• _EXTRACTED RECORDS_:
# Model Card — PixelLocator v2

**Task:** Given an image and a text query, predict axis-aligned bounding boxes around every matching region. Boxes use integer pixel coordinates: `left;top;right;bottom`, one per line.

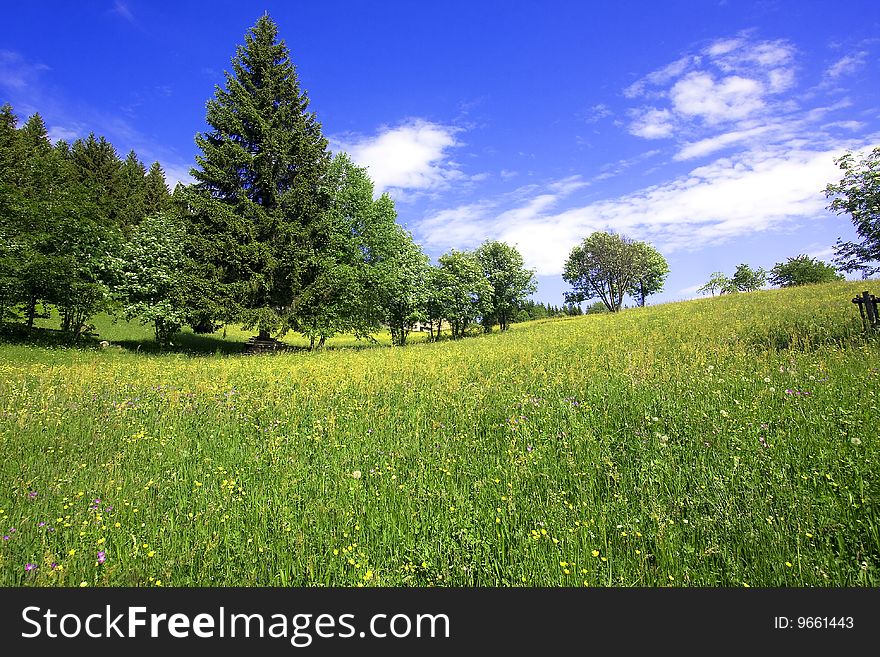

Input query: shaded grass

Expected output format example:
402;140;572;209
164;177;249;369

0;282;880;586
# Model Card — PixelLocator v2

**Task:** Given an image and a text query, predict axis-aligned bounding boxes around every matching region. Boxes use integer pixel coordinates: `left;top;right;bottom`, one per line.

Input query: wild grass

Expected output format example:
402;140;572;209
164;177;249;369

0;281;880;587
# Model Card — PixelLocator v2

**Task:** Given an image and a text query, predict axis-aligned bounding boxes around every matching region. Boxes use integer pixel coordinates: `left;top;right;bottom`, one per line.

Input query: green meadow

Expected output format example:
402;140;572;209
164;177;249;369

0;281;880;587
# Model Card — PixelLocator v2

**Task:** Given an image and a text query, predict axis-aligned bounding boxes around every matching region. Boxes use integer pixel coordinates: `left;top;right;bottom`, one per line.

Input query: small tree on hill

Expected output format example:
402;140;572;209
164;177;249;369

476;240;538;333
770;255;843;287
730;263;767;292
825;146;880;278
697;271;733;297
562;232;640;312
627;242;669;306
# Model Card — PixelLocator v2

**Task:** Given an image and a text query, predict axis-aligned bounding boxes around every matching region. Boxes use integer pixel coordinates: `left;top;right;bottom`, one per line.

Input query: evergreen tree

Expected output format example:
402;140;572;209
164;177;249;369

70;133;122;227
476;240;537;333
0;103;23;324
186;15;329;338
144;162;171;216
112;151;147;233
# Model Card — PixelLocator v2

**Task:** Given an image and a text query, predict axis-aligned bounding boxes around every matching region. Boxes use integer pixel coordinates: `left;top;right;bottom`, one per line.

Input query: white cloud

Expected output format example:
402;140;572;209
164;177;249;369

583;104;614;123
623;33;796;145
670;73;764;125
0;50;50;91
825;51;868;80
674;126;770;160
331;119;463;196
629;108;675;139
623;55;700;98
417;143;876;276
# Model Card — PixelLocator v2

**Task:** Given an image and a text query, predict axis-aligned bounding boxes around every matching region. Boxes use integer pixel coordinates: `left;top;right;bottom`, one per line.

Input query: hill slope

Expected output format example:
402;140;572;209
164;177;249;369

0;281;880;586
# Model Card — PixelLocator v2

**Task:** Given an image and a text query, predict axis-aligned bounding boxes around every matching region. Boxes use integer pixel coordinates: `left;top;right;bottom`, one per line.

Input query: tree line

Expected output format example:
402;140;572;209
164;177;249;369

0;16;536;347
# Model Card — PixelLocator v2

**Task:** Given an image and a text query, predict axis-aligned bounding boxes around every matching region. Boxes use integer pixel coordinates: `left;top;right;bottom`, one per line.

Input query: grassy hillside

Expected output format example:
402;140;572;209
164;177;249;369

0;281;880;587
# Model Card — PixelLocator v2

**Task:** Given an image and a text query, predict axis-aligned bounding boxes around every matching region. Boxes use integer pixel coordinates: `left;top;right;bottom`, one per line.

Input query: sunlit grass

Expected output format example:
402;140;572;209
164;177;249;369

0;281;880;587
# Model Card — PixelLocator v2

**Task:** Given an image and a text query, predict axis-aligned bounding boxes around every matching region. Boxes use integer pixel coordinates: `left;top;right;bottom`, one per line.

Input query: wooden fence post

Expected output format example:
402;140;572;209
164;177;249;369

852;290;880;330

• _SHORT PROBLEM_:
Copy every entry word for word, but omit the pictures.

• _THE RESPONSE_:
# Model Card — PixelLocator v2

**Task:** Given an image and a text query, predict axis-aligned bounding boxes around every matching region. Boxes use integer pixel coordinates: `left;top;right;bottom`, one per line.


Input query: shaded grass

Expected output format example:
402;140;572;209
164;177;249;369

0;282;880;586
# Model Card — PixelLocator v2

**Task:** Given an image and a text query, predict axis-aligned bounding boxes around every matching region. Boxes use integer pixel coordinates: `left;top;right;bottom`, one per line.

Input query: wild grass

Expected output format example:
402;140;572;209
164;177;249;369

0;281;880;587
# Model Card — PixelLocator v2

**Task:** Given an image and a text query, predict axis-aligned bounding boxes around every matching region. Boxes use integer pixel coordinates: `left;top;right;bottom`, one per line.

Input query: green meadow

Expected output format example:
402;140;572;209
164;177;249;369

0;281;880;587
# Model Card — PixelLocator v2

**Task:** Given an image and a text query, predict axis-aligned bounding boxes around every matching region. Boxes use integer pixel coordinates: `left;top;right;bottom`, one per line.

Input query: small tree on hill

Expected output format example:
402;140;572;209
164;177;249;369

476;240;538;333
770;255;843;287
730;263;767;292
825;146;880;278
697;271;733;297
562;232;640;312
627;242;669;306
# Model Card — PixelLocator v2

**Task:** Given an image and a text query, predict axis-aligned bounding boxes around every matching region. Boxes use integer pixel coordinates: `left;top;right;bottom`, one per line.

Input query: evergreen tree

Expected output format example:
402;140;572;209
164;177;249;369

70;133;122;227
476;240;537;333
0;103;23;324
186;15;329;338
144;162;171;216
112;151;147;233
# Model Card — PixelLocator v2

**Task:** Given an image and a text query, predict axis-aligned bounding boxes around every matching region. Boxes use integer pixel coordinates: `left;top;right;bottom`, one per line.

Input query: white cloud

Expected output format example:
402;140;572;209
164;177;249;369

583;104;614;123
623;33;796;145
670;73;764;125
0;50;50;91
825;51;868;80
674;126;770;160
331;119;463;196
629;108;675;139
623;55;700;98
417;143;876;276
# Model Card — PixelLocator v2

**Task:** Given an image and a text query, predict axis-aligned bounding boxes around every matching region. Boxes use integer pixel coordinates: `left;top;right;bottom`, one per line.

Input query: hill slope

Expected output format example:
402;140;572;209
164;177;249;369

0;281;880;586
# Model Card — PixelLocator v2

**Task:** Given an image and a text query, predict axis-aligned bounding boxes around every matching region. Boxes use integer pixel coordinates: `left;top;right;bottom`, one per line.

Input query: tree line

Expected output format example:
402;140;572;209
164;177;249;369

0;16;536;347
# Model Card — PixelLocator v2

**Task:** Given an image and a text query, predict axis-aligned bounding boxes around every matching region. Boxes use integer pixel coordinates: `left;top;right;bottom`, one per line.

Input query: grassy hillside

Expected output format example:
402;140;572;209
164;177;249;369

0;281;880;587
# Model Card — PixelLocator v2

**Task:** Given an image and a text query, predict axis-aligned bounding boxes around every matching region. Boxes use integer pixel coordinates: `left;top;right;bottom`, one per line.

Input query: sunlit grass

Expected output format example:
402;140;572;209
164;177;249;369

0;281;880;587
# Model Card — PixelLocator v2

**Task:** Given an image and a text query, predict axis-aligned bounding boxes around every matching region. Boxes use integer pixel coordinates: `left;top;right;bottom`, one per line.

Input query: wooden fence post

Expected output format example:
402;140;572;209
164;177;249;369

852;290;880;330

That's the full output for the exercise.